PROBLEM
Reproduce the listing that follows, line for line.
--- INFORMATION GIVEN ---
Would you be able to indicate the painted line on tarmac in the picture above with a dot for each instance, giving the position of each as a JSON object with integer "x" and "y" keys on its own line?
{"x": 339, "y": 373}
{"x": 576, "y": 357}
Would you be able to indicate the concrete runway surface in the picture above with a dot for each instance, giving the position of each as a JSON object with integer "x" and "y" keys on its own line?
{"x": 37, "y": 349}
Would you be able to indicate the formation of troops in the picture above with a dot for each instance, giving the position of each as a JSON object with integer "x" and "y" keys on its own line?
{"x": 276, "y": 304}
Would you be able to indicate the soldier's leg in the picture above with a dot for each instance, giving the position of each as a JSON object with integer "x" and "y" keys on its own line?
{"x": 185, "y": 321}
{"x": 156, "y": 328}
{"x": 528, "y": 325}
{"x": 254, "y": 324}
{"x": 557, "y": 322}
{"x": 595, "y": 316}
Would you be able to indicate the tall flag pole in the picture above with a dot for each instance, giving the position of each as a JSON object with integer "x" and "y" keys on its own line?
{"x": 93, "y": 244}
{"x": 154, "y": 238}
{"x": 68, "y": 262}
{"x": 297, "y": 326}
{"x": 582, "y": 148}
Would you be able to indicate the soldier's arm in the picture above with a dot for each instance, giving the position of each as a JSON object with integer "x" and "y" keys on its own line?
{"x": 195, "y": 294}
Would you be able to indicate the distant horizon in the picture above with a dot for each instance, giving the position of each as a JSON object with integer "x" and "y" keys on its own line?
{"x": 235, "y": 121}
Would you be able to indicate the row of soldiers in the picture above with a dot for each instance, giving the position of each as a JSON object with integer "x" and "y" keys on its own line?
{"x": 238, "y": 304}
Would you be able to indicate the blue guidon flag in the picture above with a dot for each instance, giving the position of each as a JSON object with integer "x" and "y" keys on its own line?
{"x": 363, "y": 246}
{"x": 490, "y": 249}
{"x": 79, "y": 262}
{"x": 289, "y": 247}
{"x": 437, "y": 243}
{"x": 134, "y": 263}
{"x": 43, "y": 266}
---
REPLY
Would you be able to indicate the painted line on tarmac in the picture above with a dot for each instance, giving the position of each as a JSON object with integer "x" and "y" keys on its own line?
{"x": 339, "y": 373}
{"x": 576, "y": 357}
Would you be able to indicate the concrete runway surface in the picture above with a dot for each instance, giving the position of each as a JSON object with integer "x" and "y" keys on its own line?
{"x": 37, "y": 349}
Would you be able to indicate the formation of troops in the picture above with a dot for each instance, giving the position of each as a JSON object with integer "x" and "y" keys on its own line?
{"x": 276, "y": 304}
Would you be able to indicate the soldier's leg in the picture above with a dot for each instance, giving the position of each as a JSON object with integer "x" and "y" keys on its own line?
{"x": 185, "y": 321}
{"x": 156, "y": 328}
{"x": 528, "y": 325}
{"x": 254, "y": 324}
{"x": 557, "y": 322}
{"x": 595, "y": 316}
Would you be able to indicate the tall flag pole in the picture above with a dot for each instance, giving the position of each as a JSON object with integer "x" and "y" keys on its own line?
{"x": 93, "y": 244}
{"x": 154, "y": 238}
{"x": 68, "y": 262}
{"x": 297, "y": 326}
{"x": 582, "y": 148}
Would you be able to indicate the soldier's arm in the picture above with a dot for each instance, giving the position of each as a JSON object with integer "x" and "y" keys on its own line?
{"x": 195, "y": 294}
Would you be able to indicate the distant horizon in the picture above with a dot for each instance, giving the position of each as a JSON object with integer "x" and "y" keys on its own line?
{"x": 235, "y": 121}
Would you be able to indicate the row of soldiers in the picture above with a dot for each instance, giving the position of each as a JSON object with integer "x" and "y" keys on its own line?
{"x": 238, "y": 304}
Would you be able to indicate the blue guidon flag in the picture above with a dot for each instance, giving the position of each as a JSON object with integer "x" and "y" keys on its own line?
{"x": 363, "y": 246}
{"x": 490, "y": 249}
{"x": 79, "y": 262}
{"x": 289, "y": 247}
{"x": 437, "y": 243}
{"x": 134, "y": 263}
{"x": 43, "y": 266}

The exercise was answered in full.